== GIVEN PROBLEM 1 ==
From the records below, pick out each line that contains the word "edges", treating uppercase and lowercase as different.

Figure 3. Lasing performance of perovskite CsPbBr3 NWs. (a) Diagram of lasing measurement set-up for perovskite NWs. (b) Power-dependent emission spectra from CsPbBr3 NW with length of ∼14 μm for various excitations from a femtosecond pulsed laser, with its optical image (inset). (c) The integrated output intensity of the CsPbBr3 NW with pumping fluence (discrete squares and circles), where the linear fit (black) and parabolic (red) curves correspond to spontaneous emission and stimulated cases, respectively; (inset) the mode spacing versus inverse NW length, where discrete circles (black) are experimental values and the solid curve (red) is the linear fit result. (d) Power-dependent emission spectra of a short CsPbBr3 NW, (inset) optical image of the same sample (length, 24.9 μm). Both scale bars for the optical images in (b) and (d) are 10 μm.
In Figure , we demonstrate the lasing results from hybrid perovskite CsPbBrxCl3-x samples. The typical threshold of a 7.3 μm long NW is 76.50 μJ cm−2, as shown in Figure (a). Multiple and equally spaced lasing peaks indicate high-quality F-P resonance in the NW. As the excitation fluence increases, the peak centre is blue-shifted from 488.8–487.5 nm (Figure (b)). The 1.3 nm blueshift could originate from electron–hole plasma, thermally induced bandgap, or refractive index changes, among others [Citation17,Citation20].

== EXTRACTED ENTRIES ==
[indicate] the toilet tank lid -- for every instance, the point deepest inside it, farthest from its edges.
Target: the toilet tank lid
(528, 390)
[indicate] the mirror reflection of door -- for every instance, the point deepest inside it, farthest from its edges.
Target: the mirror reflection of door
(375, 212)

== GIVEN PROBLEM 2 ==
Reproduce the part of the perovskite nanowire lasing passage above that begins at the words "In Figure , we" and stops after "among others [Citation17,Citation20].".

== EXERCISE ANSWER 1 ==
[indicate] the toilet tank lid -- for every instance, the point deepest inside it, farthest from its edges.
[indicate] the mirror reflection of door -- for every instance, the point deepest inside it, farthest from its edges.

== EXERCISE ANSWER 2 ==
In Figure , we demonstrate the lasing results from hybrid perovskite CsPbBrxCl3-x samples. The typical threshold of a 7.3 μm long NW is 76.50 μJ cm−2, as shown in Figure (a). Multiple and equally spaced lasing peaks indicate high-quality F-P resonance in the NW. As the excitation fluence increases, the peak centre is blue-shifted from 488.8–487.5 nm (Figure (b)). The 1.3 nm blueshift could originate from electron–hole plasma, thermally induced bandgap, or refractive index changes, among others [Citation17,Citation20].